• BRANO SELEZIONATO:
Gran Milano
I nimby verdi e Sgarbi bloccano Inter e Milan su San Siro (Sala furioso)
Un Consiglio comunale senza maggioranza, due ricorsi al Tar presentati da gruppo verde San Siro e da altri, il sottosegretario alla Cultura che sollecita un vincolo per rendere il Meazza intoccabile
Al pari della finale dei Mondiali la vicenda del nuovo stadio sta regalando una serie di sorprese e colpi di scena sempre più imprevedibili. La differenza rispetto alla partita di Doha, in bilico fino all’ultimo, è che l’esito inizia a delinearsi allontanando sempre più la possibilità che si realizzi il progetto di Inter e Milan di realizzare una nuova struttura all’interno di una riqualificazione dell’area di San Siro. A rendere più precario questo traguardo ha contribuito non poco Sgarbi, che si è dichiarato pronto a vietare l’abbattimento del Meazza in base a un codicillo di tutela, laddove nemmeno la Sovrintendenza era potuta giungere, del “valore immateriale” che rappresenta. Sgarbi ha invocato il vincolo di tutela storico-relazionale che già è stato riconosciuto dai Comitati tecnici scientifici del ministero della Cultura nel luglio di due anni fa.
Una sortita che ha suscitato la reazione furiosa di Sala, forte del parere della ex sovrintendente Ranaldi che nel 2019 aveva assicurato che lo stadio, seppure con oltre 70 anni di vita, non risultava più “leggibile”: in sostanza a seguito dei vari interventi, in modo particolare quello per i Mondiali del ’90, la figura originaria è stata stravolta e quindi non più meritevole di tutela. Il rischio che nasce dall’iniziativa del sottosegretario alla Cultura è di un inedito scontro tra il governo e il Comune su un atto amministrativo, in quanto Sala ha subito chiesto a Meloni se Sgarbi parla a titolo personale o dell’esecutivo. Senza contare che qualora il ministero optasse per il vincolo sarebbe la fine non solo del nuovo stadio ma dell’intero progetto di San Siro.
Un tentativo per uscire o quantomeno sbloccare questa impasse arriva dal presidente della commissione urbanistica Bruno Ceccarelli, protagonista di un ordine del giorno, sottoscritto da altri consiglieri del Pd, che chiede una revisione del progetto su tre punti: capienza dello stadio portata a 70 mila posti, aumento del verde e sostegno dei due club alle politiche di risanamento delle zone depresse di San Siro (sostegno che del resto i club avevano già messo sul piatto all’inizio della trattativa): “L’aumento della capienza di 10 mila posti rispetto al progetto originario – spiega l’esponente del Pd – è in favore delle fasce popolari che seguono il calcio, inoltre chiediamo che la metà dei 280 mila mq su cui è previsto l’intervento siano riservati a verde e che le due società offrano un contributo alle politiche di riqualificazione delle aree popolari di San Siro”.

• MATERIALE MOSTRATO:
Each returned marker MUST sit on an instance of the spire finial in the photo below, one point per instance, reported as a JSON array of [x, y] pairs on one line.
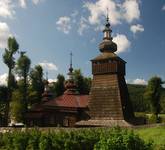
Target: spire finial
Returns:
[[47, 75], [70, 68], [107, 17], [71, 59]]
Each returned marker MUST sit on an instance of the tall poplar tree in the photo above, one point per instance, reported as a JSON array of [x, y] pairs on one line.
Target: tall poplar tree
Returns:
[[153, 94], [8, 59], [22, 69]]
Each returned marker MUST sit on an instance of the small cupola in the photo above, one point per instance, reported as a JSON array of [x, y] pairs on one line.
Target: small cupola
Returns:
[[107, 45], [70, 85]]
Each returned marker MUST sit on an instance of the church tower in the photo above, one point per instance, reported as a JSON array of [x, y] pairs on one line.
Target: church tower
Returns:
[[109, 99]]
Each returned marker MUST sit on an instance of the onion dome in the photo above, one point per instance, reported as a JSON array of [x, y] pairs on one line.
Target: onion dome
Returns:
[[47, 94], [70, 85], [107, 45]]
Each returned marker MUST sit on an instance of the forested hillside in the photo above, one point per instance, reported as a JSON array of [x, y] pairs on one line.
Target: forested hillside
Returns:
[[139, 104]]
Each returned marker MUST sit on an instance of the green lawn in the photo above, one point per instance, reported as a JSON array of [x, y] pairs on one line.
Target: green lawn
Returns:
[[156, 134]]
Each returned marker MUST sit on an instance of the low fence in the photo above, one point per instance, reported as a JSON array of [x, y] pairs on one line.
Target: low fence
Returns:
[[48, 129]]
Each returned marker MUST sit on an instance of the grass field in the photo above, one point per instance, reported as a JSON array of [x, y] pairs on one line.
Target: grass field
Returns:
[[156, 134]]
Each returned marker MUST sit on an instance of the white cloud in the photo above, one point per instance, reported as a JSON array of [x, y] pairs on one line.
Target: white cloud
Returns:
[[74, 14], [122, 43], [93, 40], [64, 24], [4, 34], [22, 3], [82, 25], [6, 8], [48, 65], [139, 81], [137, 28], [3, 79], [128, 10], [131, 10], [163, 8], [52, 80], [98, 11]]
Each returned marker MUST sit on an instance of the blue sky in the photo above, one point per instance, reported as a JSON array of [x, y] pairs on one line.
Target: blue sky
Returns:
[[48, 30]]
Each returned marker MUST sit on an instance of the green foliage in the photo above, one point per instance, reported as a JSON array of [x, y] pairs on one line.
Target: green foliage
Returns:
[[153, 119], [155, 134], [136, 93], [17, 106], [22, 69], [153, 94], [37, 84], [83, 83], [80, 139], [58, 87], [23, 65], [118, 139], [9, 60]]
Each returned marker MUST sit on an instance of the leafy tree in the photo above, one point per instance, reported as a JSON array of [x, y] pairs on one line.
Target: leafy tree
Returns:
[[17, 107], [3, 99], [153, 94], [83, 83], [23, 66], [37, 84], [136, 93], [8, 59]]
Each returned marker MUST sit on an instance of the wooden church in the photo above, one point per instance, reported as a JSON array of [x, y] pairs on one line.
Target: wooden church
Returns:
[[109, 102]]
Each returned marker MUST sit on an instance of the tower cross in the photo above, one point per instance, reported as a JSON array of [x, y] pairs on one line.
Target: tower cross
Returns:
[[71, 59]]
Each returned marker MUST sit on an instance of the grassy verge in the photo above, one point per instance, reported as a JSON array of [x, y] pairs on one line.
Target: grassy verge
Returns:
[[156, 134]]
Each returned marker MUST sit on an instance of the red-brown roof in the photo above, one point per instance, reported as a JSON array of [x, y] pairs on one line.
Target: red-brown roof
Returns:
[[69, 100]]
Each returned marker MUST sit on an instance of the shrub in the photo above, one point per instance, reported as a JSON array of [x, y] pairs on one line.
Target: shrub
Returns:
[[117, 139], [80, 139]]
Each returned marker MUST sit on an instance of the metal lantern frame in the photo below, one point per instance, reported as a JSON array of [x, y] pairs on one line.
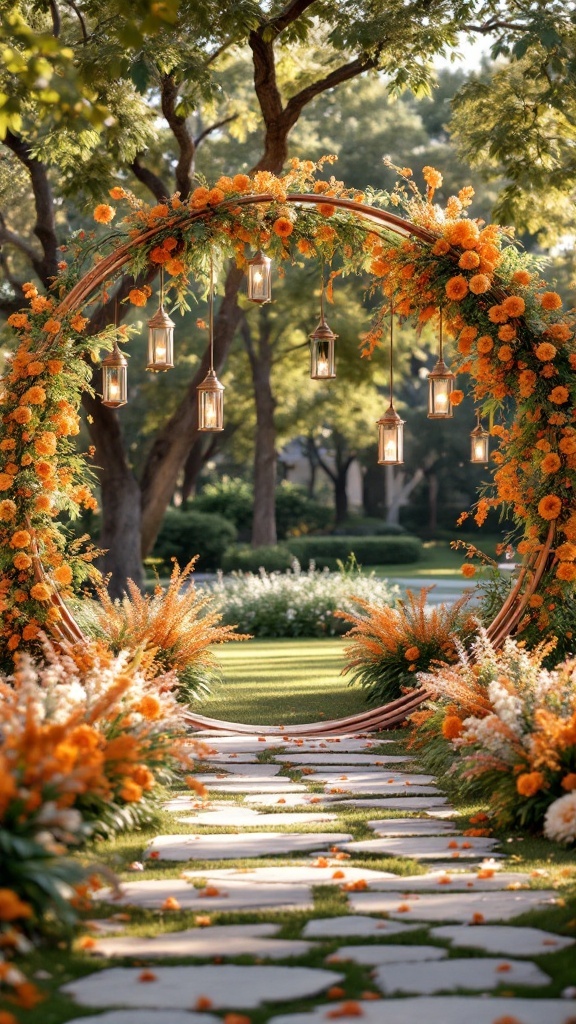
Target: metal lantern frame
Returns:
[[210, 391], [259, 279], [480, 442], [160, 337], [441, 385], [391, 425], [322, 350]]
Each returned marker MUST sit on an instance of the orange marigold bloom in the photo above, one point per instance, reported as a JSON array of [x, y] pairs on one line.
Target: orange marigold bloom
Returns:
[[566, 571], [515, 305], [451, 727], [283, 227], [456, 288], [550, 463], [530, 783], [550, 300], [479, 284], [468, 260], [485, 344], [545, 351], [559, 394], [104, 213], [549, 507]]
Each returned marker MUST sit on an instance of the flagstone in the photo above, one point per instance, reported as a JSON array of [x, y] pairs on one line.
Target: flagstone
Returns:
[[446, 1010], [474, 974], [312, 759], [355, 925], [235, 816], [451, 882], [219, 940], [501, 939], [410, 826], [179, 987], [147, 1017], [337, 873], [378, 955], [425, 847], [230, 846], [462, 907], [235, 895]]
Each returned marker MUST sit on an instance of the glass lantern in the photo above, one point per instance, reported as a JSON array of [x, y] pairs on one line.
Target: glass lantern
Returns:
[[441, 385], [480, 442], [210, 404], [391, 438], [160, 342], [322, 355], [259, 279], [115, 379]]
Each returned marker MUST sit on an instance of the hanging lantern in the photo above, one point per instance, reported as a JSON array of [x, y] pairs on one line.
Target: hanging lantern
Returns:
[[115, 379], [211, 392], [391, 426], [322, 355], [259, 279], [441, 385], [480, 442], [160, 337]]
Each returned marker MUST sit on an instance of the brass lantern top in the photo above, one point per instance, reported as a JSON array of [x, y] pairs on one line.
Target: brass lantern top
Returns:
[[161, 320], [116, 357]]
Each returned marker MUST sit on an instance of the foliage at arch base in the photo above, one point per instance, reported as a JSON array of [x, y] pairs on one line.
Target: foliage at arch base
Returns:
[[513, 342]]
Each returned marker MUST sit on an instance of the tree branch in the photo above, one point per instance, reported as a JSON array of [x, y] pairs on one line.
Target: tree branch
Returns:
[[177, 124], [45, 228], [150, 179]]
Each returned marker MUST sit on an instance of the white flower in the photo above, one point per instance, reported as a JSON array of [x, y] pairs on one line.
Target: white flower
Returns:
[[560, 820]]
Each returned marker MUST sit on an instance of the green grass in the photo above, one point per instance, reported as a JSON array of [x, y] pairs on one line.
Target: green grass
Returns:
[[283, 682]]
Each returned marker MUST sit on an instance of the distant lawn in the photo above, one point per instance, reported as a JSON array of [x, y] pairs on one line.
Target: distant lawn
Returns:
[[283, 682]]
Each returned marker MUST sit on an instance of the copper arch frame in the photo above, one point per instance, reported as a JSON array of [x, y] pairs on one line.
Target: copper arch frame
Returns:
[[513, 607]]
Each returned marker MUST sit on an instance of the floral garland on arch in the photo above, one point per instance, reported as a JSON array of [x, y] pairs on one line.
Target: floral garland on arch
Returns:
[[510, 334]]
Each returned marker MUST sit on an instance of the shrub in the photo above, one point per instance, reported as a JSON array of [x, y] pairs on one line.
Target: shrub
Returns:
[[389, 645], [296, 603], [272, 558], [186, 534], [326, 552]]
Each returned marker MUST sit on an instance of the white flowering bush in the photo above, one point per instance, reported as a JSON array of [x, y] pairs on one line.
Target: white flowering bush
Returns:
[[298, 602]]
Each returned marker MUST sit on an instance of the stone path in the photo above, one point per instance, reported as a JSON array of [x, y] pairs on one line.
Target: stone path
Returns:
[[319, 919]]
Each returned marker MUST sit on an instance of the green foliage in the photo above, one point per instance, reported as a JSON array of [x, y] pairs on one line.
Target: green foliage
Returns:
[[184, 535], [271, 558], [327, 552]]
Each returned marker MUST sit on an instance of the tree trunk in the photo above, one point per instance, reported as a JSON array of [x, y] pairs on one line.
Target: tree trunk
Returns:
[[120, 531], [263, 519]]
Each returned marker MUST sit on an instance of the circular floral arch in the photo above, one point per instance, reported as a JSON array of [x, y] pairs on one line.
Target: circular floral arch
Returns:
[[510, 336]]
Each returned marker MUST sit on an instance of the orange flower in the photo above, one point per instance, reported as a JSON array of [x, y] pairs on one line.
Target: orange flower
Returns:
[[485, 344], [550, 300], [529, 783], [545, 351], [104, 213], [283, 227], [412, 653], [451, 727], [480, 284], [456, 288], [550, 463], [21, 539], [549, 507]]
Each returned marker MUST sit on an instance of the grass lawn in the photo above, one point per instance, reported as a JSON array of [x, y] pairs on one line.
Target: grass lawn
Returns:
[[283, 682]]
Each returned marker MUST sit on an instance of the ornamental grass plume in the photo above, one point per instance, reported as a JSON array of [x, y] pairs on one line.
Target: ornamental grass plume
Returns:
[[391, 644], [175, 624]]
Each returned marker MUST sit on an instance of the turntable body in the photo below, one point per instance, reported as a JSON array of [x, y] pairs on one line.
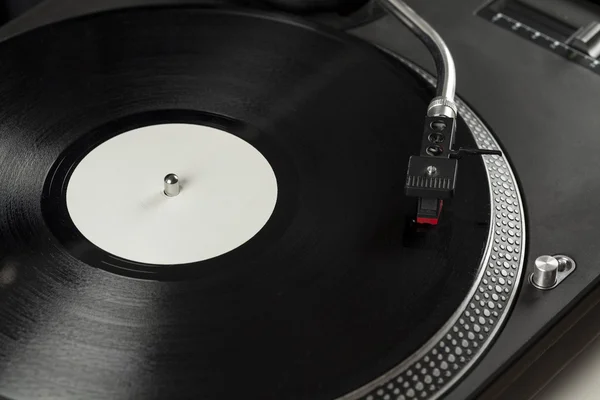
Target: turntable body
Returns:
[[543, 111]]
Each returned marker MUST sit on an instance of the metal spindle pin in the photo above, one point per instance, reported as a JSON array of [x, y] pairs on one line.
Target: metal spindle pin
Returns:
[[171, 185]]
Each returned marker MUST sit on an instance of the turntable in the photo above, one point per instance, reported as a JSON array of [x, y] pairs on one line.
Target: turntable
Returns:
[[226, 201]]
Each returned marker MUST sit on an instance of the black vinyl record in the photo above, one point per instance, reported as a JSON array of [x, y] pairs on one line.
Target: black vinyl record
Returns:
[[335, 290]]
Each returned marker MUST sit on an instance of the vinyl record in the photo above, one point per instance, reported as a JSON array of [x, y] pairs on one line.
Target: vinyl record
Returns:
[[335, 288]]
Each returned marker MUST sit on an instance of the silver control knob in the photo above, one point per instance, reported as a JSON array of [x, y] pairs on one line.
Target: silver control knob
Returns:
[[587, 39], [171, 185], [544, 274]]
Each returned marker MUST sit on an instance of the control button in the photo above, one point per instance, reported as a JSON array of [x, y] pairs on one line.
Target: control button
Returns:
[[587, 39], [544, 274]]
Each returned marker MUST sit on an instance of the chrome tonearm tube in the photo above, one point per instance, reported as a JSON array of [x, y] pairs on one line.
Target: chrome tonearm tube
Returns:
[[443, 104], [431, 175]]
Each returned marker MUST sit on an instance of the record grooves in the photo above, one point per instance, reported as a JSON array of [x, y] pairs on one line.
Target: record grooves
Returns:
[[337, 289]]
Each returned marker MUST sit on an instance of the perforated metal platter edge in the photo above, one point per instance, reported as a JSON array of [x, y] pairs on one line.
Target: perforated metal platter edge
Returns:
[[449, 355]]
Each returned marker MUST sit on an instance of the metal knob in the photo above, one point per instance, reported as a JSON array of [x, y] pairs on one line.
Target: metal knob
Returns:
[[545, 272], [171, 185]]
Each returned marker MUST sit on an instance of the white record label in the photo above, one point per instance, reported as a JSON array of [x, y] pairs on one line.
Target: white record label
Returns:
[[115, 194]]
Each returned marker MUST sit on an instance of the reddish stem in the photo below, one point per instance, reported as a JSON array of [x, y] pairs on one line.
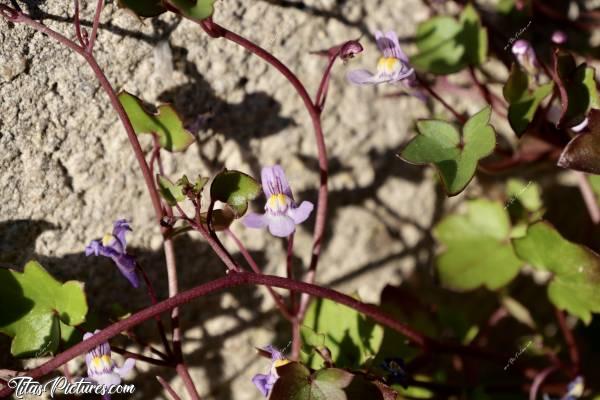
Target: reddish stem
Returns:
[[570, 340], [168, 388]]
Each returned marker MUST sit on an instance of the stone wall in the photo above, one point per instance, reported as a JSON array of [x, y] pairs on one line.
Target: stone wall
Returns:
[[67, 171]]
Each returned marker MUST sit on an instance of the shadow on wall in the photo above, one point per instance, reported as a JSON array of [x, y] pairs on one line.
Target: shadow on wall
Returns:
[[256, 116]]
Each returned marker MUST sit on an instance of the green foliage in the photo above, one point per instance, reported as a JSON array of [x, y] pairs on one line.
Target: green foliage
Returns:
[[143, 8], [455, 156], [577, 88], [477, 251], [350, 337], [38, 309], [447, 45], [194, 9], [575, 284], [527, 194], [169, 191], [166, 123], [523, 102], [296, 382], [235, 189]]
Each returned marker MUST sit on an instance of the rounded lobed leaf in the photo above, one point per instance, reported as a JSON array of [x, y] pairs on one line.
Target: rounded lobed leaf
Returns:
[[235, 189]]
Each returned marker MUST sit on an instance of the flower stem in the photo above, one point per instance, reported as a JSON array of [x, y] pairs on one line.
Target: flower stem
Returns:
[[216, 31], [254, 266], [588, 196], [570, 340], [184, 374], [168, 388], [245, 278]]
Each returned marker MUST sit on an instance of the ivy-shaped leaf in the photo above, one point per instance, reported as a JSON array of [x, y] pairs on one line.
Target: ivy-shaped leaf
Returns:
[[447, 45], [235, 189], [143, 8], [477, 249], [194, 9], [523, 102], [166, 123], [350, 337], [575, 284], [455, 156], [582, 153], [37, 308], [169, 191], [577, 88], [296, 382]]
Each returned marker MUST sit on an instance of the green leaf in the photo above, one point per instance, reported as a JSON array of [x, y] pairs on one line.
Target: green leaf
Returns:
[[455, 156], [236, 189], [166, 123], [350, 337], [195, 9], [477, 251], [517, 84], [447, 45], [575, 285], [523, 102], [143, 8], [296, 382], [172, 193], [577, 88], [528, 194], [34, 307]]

• COSA SI CHIEDE:
Per favore, aggiorna il brano sullo stadio di San Siro: riscrivi la parte compresa tra "Una sortita che" e "progetto di San Siro.", estremi inclusi, mettendo "Municipio" al posto di "Comune". L'elenco non ha alcun ruolo in questo lavoro.

• COMPITO SVOLTO:
Una sortita che ha suscitato la reazione furiosa di Sala, forte del parere della ex sovrintendente Ranaldi che nel 2019 aveva assicurato che lo stadio, seppure con oltre 70 anni di vita, non risultava più “leggibile”: in sostanza a seguito dei vari interventi, in modo particolare quello per i Mondiali del ’90, la figura originaria è stata stravolta e quindi non più meritevole di tutela. Il rischio che nasce dall’iniziativa del sottosegretario alla Cultura è di un inedito scontro tra il governo e il Municipio su un atto amministrativo, in quanto Sala ha subito chiesto a Meloni se Sgarbi parla a titolo personale o dell’esecutivo. Senza contare che qualora il ministero optasse per il vincolo sarebbe la fine non solo del nuovo stadio ma dell’intero progetto di San Siro.